EXERCISE TEXT:
********************

Tom Hunt told the government that burning by wealthy landowners has an "immediate impact" on hospital admissions and A&E attendance.

Tom Hunt Moorland Burning

Council Leader Tom Hunt inspecting moorland burning damage.

Sheffield City Council.

Tom Hunt, the Labour leader of Sheffield City Council, has written to the government calling for a complete ban on the ecologically damaging and pollution-causing practice of moorland burning.

Wealthy landowners caused outrage in October by burning heather in the hills above the city for several days, with the aim of facilitating a violent bloodsport played by aristocrats and the super-rich.

The burning, which creates the ideal breeding conditions for grouse which are then shot for fun, caused a huge spike in air pollution in some of Sheffield's low-lying suburbs and almost certainly exacerbated flooding from Storm Babet.

********************

Items from a dataset:
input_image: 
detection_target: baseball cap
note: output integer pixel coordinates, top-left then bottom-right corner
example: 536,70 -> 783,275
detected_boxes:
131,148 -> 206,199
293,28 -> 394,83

********************

In the moorland burning text, why did the landowners burn heather in the hills above Sheffield? Answer in one to three sentences.

TASK RESPONSE:
They burned it to support a bloodsport played by aristocrats and the super-rich. The burning creates ideal breeding conditions for grouse, which are then shot for fun.